[Point annotation dataset records]

----

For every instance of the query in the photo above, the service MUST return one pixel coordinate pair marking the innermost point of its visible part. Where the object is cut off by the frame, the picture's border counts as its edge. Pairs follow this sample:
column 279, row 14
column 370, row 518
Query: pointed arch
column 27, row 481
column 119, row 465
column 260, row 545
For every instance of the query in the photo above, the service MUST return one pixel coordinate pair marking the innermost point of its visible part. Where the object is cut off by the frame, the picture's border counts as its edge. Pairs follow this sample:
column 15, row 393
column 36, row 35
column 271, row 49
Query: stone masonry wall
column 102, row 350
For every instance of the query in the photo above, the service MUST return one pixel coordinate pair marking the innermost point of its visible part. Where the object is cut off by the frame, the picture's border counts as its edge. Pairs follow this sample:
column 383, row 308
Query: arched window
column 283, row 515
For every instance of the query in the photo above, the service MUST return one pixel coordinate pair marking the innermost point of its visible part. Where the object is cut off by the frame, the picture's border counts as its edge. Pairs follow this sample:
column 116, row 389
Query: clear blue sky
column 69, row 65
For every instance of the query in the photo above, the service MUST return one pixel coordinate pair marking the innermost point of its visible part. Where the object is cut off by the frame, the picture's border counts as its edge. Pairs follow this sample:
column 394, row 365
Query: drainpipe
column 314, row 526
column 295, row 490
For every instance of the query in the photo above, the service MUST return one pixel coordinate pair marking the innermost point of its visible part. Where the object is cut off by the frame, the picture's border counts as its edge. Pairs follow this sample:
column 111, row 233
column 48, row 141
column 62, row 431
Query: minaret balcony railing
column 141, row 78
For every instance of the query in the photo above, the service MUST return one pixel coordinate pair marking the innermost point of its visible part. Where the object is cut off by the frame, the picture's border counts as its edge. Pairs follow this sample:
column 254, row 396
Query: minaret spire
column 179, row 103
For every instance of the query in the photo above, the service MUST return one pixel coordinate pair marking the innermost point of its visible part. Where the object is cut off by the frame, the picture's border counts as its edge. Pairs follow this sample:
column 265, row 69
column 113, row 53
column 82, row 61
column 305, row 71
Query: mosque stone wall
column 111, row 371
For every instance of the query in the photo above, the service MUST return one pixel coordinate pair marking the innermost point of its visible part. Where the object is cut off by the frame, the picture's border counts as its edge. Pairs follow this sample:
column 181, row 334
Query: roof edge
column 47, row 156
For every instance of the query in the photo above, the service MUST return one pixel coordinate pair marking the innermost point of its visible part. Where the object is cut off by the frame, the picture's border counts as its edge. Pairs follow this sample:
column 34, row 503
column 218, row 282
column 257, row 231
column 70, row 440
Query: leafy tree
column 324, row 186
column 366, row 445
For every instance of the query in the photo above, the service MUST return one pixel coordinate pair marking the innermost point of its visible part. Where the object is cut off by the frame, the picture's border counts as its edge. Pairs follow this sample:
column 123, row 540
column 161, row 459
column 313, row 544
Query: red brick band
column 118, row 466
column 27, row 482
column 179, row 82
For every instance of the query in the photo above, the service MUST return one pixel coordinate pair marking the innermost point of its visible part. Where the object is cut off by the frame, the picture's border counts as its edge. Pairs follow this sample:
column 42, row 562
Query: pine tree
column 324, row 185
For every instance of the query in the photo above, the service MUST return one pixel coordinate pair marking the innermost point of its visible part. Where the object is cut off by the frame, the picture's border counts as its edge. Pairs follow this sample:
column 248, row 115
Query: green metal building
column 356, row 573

----

Rewrite all of the material, putting "the annotator" in place of every "the service" and leaving everything else as it is.

■ Output below
For every instance of the query in the photo above, the annotator MUST return one pixel coordinate pair marking the innermost point of its visible part. Where the object is cut off by the frame, the picture's border counts as its edge. Pairs follow this sample:
column 279, row 14
column 370, row 518
Query: pointed arch
column 27, row 481
column 119, row 465
column 260, row 545
For every instance of the query in the photo above, the annotator MUST return one pixel coordinate pair marking the innermost point of its visible part. Where the object is cut off by the frame, the picture's border counts as its edge. Pairs follow this sample:
column 15, row 393
column 36, row 35
column 271, row 49
Query: stone masonry wall
column 102, row 350
For every instance of the query in the photo above, the annotator MUST return one pixel coordinate pair marking the innermost point of its visible part. Where the object is cut off by the frame, the picture's border counts as its edge. Pairs follow this sample:
column 383, row 308
Query: arched window
column 283, row 515
For every instance of the query in the photo above, the annotator MUST return one pixel coordinate pair marking the innermost point of its visible part. Where the object is cut off by the frame, the picture's border counts as its edge. Pairs follow this sample:
column 116, row 389
Query: clear blue sky
column 69, row 65
For every instance of the query in the photo above, the annotator MUST return one pixel coordinate pair marking the innermost point of its visible part. Where the object is cut off by the frame, the picture's border counts as its edge. Pairs follow this sample:
column 394, row 365
Query: drainpipe
column 314, row 526
column 295, row 490
For every instance of the query in the photo above, the annotator MUST return one pixel coordinate pair marking the innermost point of its visible part. Where the object is cut off by the frame, the picture's border counts as its edge. Pairs follow this sample:
column 111, row 233
column 48, row 141
column 62, row 431
Query: minaret balcony railing
column 141, row 78
For every instance of the query in the photo above, the annotator MUST return one pixel coordinate pair marking the innermost point of its visible part. Where the object is cut off by the frame, the picture's border counts as its edge. Pairs follow this sample:
column 254, row 396
Query: minaret spire
column 179, row 103
For every instance of the query in the photo above, the annotator MUST return one pixel coordinate pair marking the innermost point of its visible part. Where the object is cut off by the frame, the picture's border counts as its edge. Pairs follow this sample:
column 265, row 69
column 113, row 53
column 82, row 61
column 305, row 71
Query: mosque stone wall
column 111, row 371
For every instance of the query in the photo above, the annotator MUST return one pixel coordinate pair marking the innermost point of its visible part. Where the object is cut off by the frame, the picture's border counts as its edge. Pairs follow this sample:
column 181, row 334
Query: roof edge
column 47, row 156
For every instance of the query in the photo above, the annotator MUST return one pixel coordinate pair marking the innermost point of its visible part. Where the object is cut off by the frame, the picture's border counts as its edge. Pairs follow this sample:
column 34, row 503
column 218, row 282
column 257, row 231
column 70, row 440
Query: leafy tree
column 324, row 186
column 366, row 445
For every instance of the query in the photo above, the annotator MUST return one pixel coordinate pair marking the innermost point of its visible part. Where the object is cut off by the frame, the picture's border counts as its edge. Pairs follow this sample:
column 123, row 540
column 161, row 459
column 313, row 544
Query: red brick band
column 118, row 466
column 27, row 482
column 179, row 82
For every instance of the query in the photo above, the annotator MUST return one pixel coordinate pair marking the innermost point of its visible part. Where the object is cut off by the frame, the picture's border counts as its edge. Pairs follow this sample:
column 42, row 562
Query: pine tree
column 324, row 185
For every instance of the query in the photo above, the annotator MUST return one pixel coordinate pair marking the innermost point of its visible part. Where the object is cut off by the frame, the picture's border counts as its edge. Pairs follow this sample:
column 248, row 115
Query: green metal building
column 356, row 573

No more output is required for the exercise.